— Begin Record excerpts —

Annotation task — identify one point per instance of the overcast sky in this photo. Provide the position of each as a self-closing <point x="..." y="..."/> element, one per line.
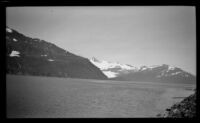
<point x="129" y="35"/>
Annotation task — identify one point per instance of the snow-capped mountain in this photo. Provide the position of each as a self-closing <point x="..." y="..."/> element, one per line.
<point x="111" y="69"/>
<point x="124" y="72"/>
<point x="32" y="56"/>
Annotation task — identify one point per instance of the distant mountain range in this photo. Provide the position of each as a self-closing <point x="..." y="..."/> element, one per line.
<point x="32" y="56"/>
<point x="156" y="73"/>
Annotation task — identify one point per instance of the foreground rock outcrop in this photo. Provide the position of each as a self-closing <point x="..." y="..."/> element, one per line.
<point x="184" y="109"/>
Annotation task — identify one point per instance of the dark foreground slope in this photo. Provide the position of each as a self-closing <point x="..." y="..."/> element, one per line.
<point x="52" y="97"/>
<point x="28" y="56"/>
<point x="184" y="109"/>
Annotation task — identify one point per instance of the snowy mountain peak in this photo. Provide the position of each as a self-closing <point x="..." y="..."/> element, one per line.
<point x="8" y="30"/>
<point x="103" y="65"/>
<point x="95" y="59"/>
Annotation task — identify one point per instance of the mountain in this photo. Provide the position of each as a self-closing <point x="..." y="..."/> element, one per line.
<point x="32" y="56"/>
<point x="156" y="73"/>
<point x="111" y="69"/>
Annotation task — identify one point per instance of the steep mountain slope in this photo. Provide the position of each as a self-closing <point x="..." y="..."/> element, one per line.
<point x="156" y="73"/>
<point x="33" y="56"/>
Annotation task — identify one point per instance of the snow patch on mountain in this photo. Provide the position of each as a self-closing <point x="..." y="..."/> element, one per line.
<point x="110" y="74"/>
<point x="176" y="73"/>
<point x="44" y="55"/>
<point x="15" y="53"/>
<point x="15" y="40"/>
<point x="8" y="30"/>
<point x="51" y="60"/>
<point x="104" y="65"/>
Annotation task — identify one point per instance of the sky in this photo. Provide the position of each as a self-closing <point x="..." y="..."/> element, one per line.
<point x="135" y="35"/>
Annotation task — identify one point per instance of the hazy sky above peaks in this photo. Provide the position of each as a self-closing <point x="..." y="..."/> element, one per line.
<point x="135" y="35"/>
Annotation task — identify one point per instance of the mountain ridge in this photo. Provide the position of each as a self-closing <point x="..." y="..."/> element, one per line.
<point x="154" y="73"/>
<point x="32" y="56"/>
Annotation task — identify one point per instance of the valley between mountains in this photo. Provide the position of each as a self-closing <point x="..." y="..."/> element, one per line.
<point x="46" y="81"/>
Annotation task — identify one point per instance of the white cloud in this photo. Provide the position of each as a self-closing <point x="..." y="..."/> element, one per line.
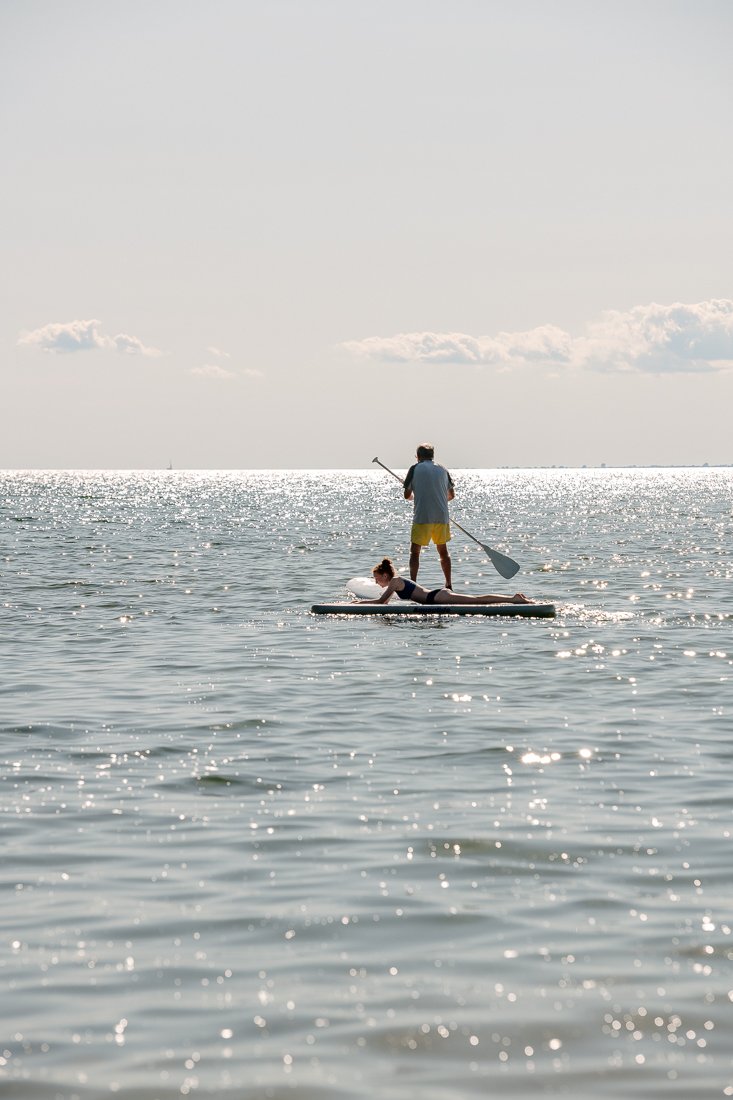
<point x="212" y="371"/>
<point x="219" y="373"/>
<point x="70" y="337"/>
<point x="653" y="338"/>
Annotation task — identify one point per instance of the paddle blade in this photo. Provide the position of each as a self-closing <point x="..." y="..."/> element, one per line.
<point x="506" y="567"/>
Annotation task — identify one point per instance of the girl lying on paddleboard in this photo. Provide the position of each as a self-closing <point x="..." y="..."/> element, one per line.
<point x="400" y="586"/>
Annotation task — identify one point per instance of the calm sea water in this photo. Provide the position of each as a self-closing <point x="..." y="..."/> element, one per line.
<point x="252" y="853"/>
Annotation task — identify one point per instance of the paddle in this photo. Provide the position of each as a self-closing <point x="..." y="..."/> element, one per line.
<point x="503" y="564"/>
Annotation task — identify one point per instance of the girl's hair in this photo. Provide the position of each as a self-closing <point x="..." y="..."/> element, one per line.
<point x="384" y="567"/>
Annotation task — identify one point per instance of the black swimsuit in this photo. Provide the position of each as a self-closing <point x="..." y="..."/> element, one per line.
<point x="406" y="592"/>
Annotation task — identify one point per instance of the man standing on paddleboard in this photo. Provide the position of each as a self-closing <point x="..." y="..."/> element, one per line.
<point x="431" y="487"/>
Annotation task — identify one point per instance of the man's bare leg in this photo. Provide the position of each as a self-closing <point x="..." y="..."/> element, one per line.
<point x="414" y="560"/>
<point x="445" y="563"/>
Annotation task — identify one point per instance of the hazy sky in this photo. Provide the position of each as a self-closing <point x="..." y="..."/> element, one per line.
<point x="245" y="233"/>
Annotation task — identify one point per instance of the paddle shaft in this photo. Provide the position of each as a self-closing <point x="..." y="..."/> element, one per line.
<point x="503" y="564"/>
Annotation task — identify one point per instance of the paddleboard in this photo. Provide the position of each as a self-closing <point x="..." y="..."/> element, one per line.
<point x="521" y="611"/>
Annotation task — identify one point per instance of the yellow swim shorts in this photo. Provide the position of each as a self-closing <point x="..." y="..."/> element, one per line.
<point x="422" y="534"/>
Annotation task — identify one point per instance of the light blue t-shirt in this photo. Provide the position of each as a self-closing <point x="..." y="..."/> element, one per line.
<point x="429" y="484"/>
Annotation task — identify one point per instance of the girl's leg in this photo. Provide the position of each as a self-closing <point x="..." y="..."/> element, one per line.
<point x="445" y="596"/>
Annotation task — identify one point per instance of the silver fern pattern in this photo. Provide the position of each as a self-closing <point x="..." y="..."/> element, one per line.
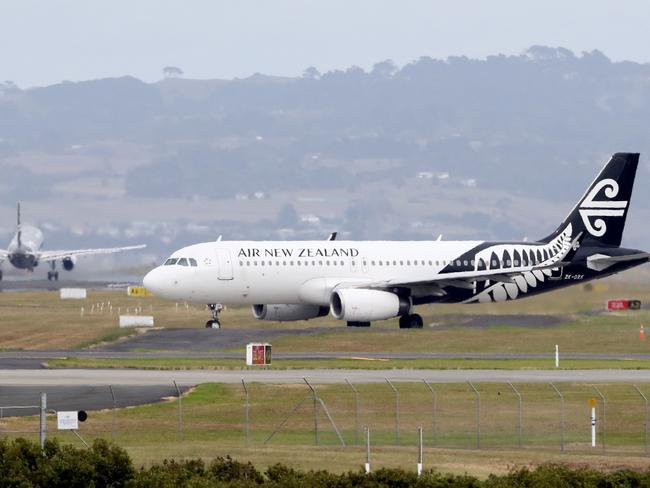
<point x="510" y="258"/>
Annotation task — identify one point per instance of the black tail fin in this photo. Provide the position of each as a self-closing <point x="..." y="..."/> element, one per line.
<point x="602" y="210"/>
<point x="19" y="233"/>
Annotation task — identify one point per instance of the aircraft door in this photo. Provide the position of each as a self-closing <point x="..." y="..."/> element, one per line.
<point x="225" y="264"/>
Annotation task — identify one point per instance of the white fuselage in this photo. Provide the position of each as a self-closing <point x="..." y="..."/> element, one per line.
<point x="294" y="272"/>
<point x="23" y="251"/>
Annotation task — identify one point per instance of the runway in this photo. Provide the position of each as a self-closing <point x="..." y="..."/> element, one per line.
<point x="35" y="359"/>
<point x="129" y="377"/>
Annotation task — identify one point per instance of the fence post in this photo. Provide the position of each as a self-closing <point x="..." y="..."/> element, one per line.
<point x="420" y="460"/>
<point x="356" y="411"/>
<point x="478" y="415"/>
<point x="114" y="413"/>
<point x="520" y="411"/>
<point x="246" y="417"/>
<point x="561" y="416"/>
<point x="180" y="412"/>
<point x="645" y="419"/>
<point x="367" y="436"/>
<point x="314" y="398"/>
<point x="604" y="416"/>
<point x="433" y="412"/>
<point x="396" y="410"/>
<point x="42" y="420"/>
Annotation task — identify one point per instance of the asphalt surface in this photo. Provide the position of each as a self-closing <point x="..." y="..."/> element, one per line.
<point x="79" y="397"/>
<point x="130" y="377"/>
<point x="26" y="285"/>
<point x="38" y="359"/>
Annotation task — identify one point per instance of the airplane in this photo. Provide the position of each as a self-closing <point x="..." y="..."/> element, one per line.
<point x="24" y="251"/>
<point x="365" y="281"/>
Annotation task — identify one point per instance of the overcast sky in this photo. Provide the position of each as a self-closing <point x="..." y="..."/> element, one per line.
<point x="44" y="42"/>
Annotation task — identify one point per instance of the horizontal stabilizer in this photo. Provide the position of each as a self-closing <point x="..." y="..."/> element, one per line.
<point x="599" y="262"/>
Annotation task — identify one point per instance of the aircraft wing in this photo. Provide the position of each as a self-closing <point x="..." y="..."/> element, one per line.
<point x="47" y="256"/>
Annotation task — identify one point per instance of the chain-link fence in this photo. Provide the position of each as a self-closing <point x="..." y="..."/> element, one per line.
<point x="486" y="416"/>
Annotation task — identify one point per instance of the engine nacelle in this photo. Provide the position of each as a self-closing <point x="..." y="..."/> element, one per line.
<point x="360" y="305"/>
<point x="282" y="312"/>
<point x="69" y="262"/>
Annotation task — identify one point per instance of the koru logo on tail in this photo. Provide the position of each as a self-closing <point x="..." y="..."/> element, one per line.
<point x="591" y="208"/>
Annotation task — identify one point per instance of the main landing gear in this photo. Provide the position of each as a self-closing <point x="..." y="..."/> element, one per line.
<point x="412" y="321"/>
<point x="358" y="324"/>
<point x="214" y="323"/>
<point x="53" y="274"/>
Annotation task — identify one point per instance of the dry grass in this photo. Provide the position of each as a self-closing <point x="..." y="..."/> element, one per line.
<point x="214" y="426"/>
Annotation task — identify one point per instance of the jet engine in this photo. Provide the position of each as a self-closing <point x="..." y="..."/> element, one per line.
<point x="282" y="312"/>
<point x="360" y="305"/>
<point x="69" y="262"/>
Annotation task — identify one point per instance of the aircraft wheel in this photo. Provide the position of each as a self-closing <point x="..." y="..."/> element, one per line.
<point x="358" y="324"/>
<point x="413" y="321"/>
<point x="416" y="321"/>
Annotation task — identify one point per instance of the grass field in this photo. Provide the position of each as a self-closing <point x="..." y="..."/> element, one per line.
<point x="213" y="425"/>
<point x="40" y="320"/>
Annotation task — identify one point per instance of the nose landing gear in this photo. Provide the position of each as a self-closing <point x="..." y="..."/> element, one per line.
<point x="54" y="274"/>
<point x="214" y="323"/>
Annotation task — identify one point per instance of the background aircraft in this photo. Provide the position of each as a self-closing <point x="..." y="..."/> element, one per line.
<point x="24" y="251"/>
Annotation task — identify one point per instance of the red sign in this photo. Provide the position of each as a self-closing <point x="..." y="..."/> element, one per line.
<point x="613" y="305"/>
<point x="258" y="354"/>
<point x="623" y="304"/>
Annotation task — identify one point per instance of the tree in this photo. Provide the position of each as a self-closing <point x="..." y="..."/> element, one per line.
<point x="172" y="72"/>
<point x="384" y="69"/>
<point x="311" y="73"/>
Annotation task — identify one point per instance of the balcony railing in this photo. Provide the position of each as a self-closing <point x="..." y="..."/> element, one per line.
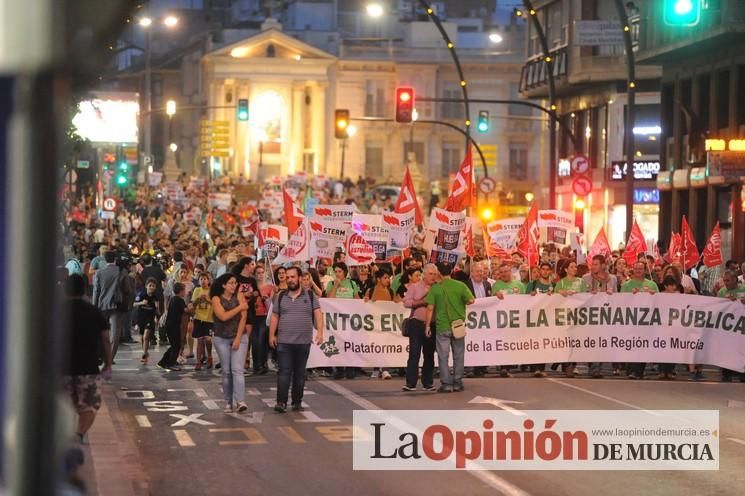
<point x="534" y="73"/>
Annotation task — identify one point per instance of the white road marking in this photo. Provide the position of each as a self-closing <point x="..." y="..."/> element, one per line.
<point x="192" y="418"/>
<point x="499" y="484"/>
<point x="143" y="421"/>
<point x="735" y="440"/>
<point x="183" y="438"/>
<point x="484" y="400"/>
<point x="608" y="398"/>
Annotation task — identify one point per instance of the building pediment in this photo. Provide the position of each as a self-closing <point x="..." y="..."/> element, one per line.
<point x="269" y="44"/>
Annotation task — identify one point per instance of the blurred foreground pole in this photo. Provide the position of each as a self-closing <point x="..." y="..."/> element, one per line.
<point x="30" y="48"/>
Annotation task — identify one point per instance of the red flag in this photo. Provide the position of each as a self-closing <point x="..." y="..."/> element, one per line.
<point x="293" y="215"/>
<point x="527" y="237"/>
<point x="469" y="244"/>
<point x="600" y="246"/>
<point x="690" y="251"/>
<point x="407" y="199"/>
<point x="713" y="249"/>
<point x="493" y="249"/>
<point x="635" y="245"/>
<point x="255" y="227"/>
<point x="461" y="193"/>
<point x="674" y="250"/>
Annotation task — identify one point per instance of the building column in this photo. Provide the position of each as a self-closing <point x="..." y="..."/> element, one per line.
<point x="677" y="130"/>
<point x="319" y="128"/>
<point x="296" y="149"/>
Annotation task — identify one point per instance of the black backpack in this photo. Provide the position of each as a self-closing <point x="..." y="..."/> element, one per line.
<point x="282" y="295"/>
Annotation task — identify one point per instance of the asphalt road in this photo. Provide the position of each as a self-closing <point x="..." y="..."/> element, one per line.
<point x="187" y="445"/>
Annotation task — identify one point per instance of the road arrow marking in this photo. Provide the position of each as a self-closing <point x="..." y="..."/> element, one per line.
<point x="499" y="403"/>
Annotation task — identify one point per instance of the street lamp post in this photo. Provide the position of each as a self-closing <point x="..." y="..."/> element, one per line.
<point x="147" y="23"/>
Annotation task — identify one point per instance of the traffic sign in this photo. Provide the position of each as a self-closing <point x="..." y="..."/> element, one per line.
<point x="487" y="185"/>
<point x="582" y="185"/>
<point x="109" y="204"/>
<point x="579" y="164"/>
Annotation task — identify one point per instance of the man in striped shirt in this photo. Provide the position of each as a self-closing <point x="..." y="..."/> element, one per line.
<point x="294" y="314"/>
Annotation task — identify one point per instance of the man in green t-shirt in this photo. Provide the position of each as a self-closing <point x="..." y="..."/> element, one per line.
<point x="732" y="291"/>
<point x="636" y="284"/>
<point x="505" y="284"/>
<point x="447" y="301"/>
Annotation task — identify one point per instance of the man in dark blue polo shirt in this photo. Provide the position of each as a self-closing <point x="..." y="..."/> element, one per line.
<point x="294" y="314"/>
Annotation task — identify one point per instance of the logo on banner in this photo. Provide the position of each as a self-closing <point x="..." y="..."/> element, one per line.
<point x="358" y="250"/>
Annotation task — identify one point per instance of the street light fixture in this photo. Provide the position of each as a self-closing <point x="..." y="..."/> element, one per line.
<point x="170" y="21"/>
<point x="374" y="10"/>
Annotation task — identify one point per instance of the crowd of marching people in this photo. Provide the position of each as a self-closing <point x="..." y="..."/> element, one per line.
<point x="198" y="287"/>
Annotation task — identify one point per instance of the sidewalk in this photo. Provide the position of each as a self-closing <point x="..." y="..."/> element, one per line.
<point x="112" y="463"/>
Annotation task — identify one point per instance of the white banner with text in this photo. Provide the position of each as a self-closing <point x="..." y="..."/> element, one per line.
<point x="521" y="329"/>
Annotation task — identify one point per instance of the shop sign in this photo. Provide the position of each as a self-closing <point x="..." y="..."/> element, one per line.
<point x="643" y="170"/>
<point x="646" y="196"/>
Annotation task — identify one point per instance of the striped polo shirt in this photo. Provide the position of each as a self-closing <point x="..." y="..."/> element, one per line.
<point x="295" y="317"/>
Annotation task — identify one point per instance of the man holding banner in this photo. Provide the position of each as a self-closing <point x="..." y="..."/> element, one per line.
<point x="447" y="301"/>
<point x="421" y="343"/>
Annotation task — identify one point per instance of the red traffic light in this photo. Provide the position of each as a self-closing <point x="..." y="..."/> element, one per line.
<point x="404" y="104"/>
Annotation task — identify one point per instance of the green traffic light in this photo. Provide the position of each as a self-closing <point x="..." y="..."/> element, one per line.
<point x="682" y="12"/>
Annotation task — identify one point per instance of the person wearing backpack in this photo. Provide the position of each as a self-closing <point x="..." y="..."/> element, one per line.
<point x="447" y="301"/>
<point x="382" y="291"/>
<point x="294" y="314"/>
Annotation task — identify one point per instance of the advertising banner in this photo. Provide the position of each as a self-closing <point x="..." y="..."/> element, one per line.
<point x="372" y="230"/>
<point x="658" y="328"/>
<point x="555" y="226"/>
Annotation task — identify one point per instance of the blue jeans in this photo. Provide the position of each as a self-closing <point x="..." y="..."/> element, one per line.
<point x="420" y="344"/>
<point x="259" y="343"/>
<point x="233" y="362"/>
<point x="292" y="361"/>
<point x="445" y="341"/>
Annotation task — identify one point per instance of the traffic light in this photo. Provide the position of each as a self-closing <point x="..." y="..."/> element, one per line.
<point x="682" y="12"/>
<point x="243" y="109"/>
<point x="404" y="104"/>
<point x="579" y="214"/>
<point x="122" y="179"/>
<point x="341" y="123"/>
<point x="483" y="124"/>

— End Record excerpts —

Extract every line from the one containing "the red traffic" to the end of the entries, including both of those lines, exactly as given and with nothing added.

Annotation task — identify one point per instance of the red traffic light in this photo. Provide the position of each as a self-closing <point x="..." y="..."/> element, one per line.
<point x="404" y="104"/>
Annotation task — identify one point per instance of the green traffic light in this photo. Provide the position of each as a self-closing <point x="..." y="..."/> element, one per line.
<point x="682" y="12"/>
Annotation task — identify one point per instance of the person wearing backpack in this photo. Provide the position of each as a self-closing <point x="..." y="..."/> element, one per line.
<point x="447" y="301"/>
<point x="382" y="291"/>
<point x="294" y="314"/>
Annotation task — identify one point per instance of the advertising banner in this photo. Provide the position of each as a self-closing <point x="..." y="..."/> element, one per line.
<point x="372" y="230"/>
<point x="658" y="328"/>
<point x="555" y="226"/>
Annotation task — identify one point per instance of the blue jeans in this photo. Provide the position of each as a self-closing <point x="..." y="..."/> element, one per line.
<point x="420" y="344"/>
<point x="259" y="343"/>
<point x="233" y="362"/>
<point x="292" y="361"/>
<point x="445" y="341"/>
Annotation task — identify one point per instance of the traffic light in this photo. Provide the position of each as a self-closing <point x="..." y="..."/> element, one per line.
<point x="682" y="12"/>
<point x="243" y="109"/>
<point x="404" y="104"/>
<point x="579" y="214"/>
<point x="122" y="179"/>
<point x="341" y="123"/>
<point x="483" y="124"/>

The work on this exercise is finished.